Exercise passage Block Start

The nineties were pivotal in the development of the Ordre des traducteurs, terminologues et interprètes agréés du Québec and the translation professions. During that decade, I served on several committees, including the Circuit committee, was vice-president for professional affairs, vice-president for communications, and president. The board, staff, and members faced many issues, and Circuit was there to provide information and insight to further debate and decision-making.
Professional recognition was, of course, a major development. Circuit published articles on government regulation, professionalism and certification, ethics, and education and training. In addition, an overview of translation in Québec was provided.
Members needed knowledge and tools to adjust to the new reality. Total quality and the ISO 9000 standard were being discussed, and Circuit explained how they applied to translation professionals. Globalization and localization were big topics at the time, and Circuit examined those issues. Industry Canada sponsored a study on translation in Canada, and Circuit shared important findings with readers. Translation and copyright were another topic that was covered.

Exercise passage Block End
Study material Block Start

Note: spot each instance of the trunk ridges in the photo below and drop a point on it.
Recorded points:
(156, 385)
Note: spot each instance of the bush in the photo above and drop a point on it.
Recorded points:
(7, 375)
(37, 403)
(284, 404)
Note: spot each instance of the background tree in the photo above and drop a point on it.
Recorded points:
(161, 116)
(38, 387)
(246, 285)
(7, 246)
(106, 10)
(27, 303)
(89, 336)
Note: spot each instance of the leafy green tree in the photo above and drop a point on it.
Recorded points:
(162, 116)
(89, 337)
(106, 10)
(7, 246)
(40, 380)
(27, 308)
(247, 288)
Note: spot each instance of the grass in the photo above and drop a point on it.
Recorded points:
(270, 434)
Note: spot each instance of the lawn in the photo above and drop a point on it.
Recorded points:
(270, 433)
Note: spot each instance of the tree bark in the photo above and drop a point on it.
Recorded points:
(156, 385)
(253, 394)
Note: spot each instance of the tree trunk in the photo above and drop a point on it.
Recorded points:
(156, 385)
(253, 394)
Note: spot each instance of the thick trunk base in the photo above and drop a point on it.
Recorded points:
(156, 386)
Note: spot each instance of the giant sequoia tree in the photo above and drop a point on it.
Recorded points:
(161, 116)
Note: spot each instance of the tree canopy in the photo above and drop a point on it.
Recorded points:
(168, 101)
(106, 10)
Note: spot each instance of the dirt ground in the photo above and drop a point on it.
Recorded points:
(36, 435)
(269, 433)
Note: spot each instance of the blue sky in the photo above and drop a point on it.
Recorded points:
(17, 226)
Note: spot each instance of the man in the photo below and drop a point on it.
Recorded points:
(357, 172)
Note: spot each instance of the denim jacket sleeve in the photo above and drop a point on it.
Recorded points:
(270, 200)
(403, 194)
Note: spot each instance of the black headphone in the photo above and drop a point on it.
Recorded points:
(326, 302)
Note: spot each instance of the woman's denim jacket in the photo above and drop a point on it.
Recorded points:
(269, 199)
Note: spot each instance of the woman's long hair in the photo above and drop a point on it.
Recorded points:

Study material Block End

• **Problems to solve**
• A. In the text on the translation professions in the nineties, list the subjects of the articles named in the sentence that begins "Circuit published articles on".
• B. Retype the text on the translation professions in the nineties from "Professional recognition was, of" to "that was covered.".
• C. Summarize the text on the translation professions in the nineties in two sentences.

• **Exercise results**
• A. government regulation; professionalism and certification; ethics; education and training

• B.
Professional recognition was, of course, a major development. Circuit published articles on government regulation, professionalism and certification, ethics, and education and training. In addition, an overview of translation in Québec was provided.
Members needed knowledge and tools to adjust to the new reality. Total quality and the ISO 9000 standard were being discussed, and Circuit explained how they applied to translation professionals. Globalization and localization were big topics at the time, and Circuit examined those issues. Industry Canada sponsored a study on translation in Canada, and Circuit shared important findings with readers. Translation and copyright were another topic that was covered.

• C. In the nineties, a pivotal decade for the Ordre des traducteurs, terminologues et interprètes agréés du Québec and the translation professions, Circuit provided information and insight on the many issues the board, staff, and members faced. It published articles tied to professional recognition and helped members adjust to the new reality by covering total quality and the ISO 9000 standard, globalization and localization, findings from an Industry Canada study on translation in Canada, and translation and copyright.